● 記述課題 A: 以下の行から、「concrete」という語を含むものをすべて抜き出してください。大文字と小文字は区別されます。
● 記述課題 B: 以下に示す平成13年税制改正大綱についての文章の続きを、最後の文の後から書き足してください。

++++ 文書抜粋

TOPATO通信平成13年税制改正大綱公表 
-めでたさも、ほんの小粒の13年-
5103号

ATO通信

5103号

2000年12月26日

高木 康裕

平成13年税制改正大綱公表 
-めでたさも、ほんの小粒の13年-

二転三転した税制改正、とにかくまとまりましたのでご報告です。詳細は別紙一覧をご覧頂きたいのですが、全体的には小粒の改正。総じて住宅業界には追い風で、日本経済の活性化に少しは貢献するかもしれません。


1.相続税関係

①相続税率は据え置き
2年連続で税率引き下げの噂が出ては消え、結局何も変わらずです。税率引き下げは金持ち優遇とか。票にならないことには動かない。議員の鉄則です。
②小規模宅地の評価減、特例枠の拡大
相続税には、居住用、事業用、貸付け用等の土地について、最大8割引で評価する特例があります。勿論一定面積までなのですが、この適用面積が約2割ほど拡大です。例えば240㎡の成城の邸宅は、原則評価2億円が僅か4千万円に。結構なことではあります。今後もこの特例、相続対策の要です。


2.贈与税関係

①基礎控除の拡大
これも長年の懸案で、贈与税の基礎控除が年間60万円が110万円に拡大です。
②住宅資金贈与の枠拡大
上記①の引き上げに伴い、父母又は祖父母からの住宅資金の贈与が550万円まで非課税です。従来は生涯に一回きりだったのが、条件付きで再度の利用が可能です。

++++++++
++++ 課題データ

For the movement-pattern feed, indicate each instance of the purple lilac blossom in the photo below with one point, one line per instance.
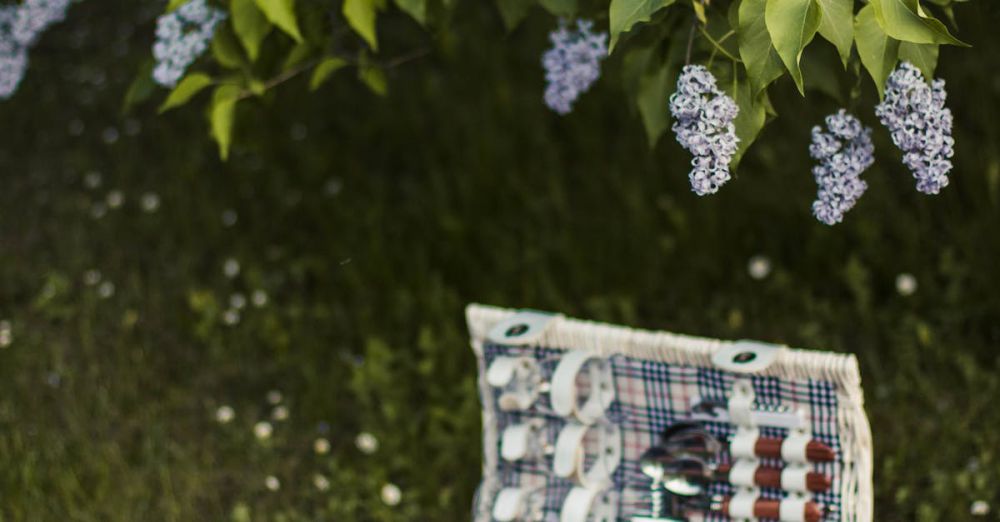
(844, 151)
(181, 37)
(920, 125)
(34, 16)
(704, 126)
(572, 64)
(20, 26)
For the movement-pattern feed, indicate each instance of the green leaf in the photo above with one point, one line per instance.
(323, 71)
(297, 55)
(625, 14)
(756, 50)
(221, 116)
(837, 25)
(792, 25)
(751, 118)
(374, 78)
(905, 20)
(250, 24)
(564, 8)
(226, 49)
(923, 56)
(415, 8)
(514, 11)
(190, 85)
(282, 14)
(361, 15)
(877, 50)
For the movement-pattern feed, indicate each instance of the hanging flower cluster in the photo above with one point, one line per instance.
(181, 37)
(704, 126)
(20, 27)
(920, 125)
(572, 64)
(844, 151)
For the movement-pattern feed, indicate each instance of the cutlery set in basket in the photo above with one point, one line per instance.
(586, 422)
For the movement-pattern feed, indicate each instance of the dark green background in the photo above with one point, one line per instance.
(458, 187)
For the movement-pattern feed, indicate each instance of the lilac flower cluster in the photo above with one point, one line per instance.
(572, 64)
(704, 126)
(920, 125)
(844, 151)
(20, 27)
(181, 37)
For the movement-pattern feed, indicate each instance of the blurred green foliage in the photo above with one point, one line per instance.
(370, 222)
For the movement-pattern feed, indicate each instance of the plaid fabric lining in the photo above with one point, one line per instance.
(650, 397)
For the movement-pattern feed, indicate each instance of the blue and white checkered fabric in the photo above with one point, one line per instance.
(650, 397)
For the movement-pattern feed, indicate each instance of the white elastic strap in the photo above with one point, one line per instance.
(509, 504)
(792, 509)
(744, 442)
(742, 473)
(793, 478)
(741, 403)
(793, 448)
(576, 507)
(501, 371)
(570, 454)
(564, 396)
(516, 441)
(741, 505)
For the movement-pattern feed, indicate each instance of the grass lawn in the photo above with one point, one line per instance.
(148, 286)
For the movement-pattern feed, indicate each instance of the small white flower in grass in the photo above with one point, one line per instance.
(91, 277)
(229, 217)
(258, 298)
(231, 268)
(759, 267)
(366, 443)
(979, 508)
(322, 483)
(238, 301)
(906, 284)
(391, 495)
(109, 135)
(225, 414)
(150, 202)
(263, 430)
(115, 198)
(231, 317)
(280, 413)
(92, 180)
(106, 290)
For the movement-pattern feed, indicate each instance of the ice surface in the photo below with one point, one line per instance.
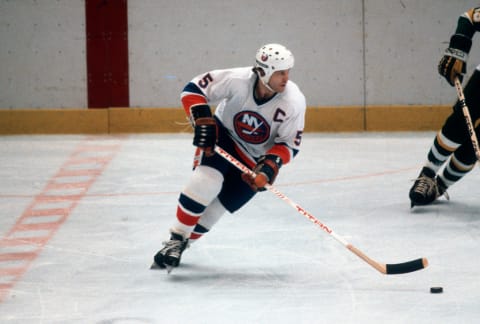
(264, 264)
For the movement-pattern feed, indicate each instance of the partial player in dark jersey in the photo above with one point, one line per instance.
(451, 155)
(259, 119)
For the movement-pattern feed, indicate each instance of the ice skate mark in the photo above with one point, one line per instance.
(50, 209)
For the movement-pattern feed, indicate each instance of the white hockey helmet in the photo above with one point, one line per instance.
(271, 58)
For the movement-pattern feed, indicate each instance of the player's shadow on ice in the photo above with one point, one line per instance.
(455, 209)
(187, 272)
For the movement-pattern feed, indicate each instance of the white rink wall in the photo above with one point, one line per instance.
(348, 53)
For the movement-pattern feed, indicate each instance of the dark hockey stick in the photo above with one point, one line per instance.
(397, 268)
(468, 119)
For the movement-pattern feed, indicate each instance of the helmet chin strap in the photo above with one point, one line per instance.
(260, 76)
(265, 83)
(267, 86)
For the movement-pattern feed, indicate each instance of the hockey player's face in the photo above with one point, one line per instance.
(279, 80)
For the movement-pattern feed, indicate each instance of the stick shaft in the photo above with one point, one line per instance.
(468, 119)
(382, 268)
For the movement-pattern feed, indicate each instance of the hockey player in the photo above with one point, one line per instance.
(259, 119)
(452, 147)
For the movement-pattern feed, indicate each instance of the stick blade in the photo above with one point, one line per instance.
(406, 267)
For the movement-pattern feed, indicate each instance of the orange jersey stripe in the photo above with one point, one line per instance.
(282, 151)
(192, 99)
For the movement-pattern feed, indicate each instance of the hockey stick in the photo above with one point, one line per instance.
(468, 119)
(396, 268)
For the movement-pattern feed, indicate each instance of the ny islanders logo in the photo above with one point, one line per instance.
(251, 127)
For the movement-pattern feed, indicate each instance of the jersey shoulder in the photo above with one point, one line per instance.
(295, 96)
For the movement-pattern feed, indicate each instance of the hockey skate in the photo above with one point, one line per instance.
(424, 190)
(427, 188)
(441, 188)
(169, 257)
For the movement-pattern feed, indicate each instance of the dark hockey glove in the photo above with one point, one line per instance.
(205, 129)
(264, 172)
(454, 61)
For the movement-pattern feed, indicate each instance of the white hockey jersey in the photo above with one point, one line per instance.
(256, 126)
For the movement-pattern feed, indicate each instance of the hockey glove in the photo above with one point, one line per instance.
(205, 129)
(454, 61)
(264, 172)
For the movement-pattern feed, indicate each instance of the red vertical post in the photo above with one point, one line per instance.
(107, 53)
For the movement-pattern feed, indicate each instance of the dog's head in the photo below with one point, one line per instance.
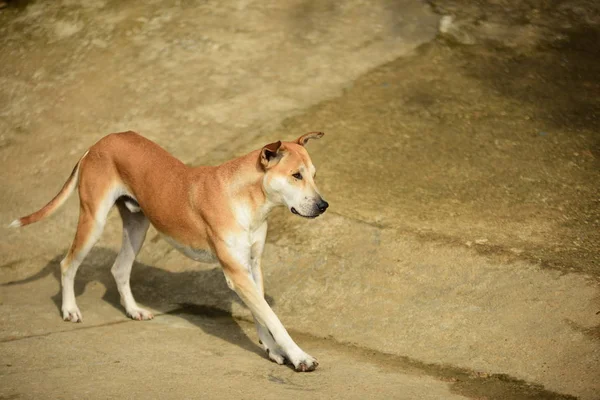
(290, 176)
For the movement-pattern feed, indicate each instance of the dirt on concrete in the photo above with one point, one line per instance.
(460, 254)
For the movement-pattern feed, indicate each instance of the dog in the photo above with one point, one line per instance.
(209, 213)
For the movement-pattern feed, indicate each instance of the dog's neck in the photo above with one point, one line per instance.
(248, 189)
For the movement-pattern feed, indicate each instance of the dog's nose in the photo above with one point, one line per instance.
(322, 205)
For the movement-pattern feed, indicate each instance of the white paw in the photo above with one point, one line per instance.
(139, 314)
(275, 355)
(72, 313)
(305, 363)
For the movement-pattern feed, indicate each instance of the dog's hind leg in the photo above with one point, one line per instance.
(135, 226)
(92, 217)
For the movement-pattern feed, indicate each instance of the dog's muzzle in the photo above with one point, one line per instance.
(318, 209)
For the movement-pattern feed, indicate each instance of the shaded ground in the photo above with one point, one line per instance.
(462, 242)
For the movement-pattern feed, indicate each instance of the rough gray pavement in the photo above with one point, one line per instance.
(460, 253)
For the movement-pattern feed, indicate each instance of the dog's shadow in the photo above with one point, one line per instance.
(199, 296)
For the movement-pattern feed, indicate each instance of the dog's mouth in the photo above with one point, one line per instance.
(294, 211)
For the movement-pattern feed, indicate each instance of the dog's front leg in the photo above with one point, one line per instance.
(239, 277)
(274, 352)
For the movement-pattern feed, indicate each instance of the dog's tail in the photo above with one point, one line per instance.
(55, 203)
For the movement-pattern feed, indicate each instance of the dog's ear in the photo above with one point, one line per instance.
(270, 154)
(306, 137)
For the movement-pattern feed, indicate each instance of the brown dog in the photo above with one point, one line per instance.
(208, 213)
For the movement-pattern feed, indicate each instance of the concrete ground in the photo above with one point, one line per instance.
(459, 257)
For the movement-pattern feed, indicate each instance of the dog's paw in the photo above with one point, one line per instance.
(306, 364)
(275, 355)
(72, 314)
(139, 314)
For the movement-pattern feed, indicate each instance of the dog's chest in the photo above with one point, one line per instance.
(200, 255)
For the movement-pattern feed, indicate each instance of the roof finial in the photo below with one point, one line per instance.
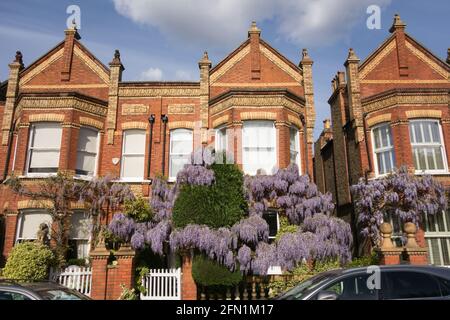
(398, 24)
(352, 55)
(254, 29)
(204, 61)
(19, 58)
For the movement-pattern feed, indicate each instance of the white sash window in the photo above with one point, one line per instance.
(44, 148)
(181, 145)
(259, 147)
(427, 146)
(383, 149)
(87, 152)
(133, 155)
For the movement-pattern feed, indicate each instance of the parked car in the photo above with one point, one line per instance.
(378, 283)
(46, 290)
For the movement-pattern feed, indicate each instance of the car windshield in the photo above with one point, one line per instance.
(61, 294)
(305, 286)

++++++++

● 課題の解答 A:
For the movement-pattern feed, indicate each instance of the dirt on concrete in the photo above with one point, one line per instance.
For the movement-pattern feed, indicate each instance of the concrete ground in the photo above with one point, one line per instance.

● 課題の解答 B:
3.譲渡税関係

①基本的には適用期限の延長 
土地等の保有期間5年超の譲渡税率や、事業用資産の買換え特例の適用期限が延長されています。これらの規定、1月以降は税率が上がったり、適用がなくなったりする運命だったのです。それが生き延びたわけで、慌てて売り急ぐ必要はなさそうです。
但し、10年超所有の長期保有資産の買換えは、あと3年の命です。
②不動産M&Αの終焉
前月号でもお知らせの通り、不動産M&Aは税負担が増大です。実質的にはお蔵入り。


4.その他の税制

①株式売買の源泉分離課税の期間延長
上場株式等については、売却時に1.05%の源泉税を納めれば、売却損益に関係なく納税が完結できる制度があります。
この制度、来年の3月で期限切れとなるところだったのですが、2年延長です。 
②住宅ローン減税
来年6月で期限切れとなる予定だったこの制度、若干条件は変わりますが15年末まで延長です。不動産業界の粘り勝ち?
③企業再編税制
税法上『適格』の条件を満たした場合、課税がなされないよう整備されています。これは企業の統廃合等を税制面からもバックアップするための措置。前述の不動産M&Aが、実質廃止もこれの一環です。当局が実質的には土地売買と認定していた不動産M&Aが、上記の『適格』条件から外れるためです。従前のように低い帳簿価格を時価にまで引き上げる際、課税問題が生じ、有利な方策ではなくなってしまいました。
④高齢者世帯向け賃貸住宅の促進税制
一定の高齢者向け賃貸住宅については、本来の減価償却に加え、割増で償却を認めようと言うものです。更に5年間分の固定資産税に限り若干おまけしてくれると言う念のいれよう。オーナーには人気のない高齢者向け住宅建設の呼び水となれば良いのですが。
税理士業界から見ると、今回の税制改正、企業再編税制が最大の目玉です。上場企業ばかりでなく、中小企業の事業承継にも大きな影響を及ぼすことが必至だからです。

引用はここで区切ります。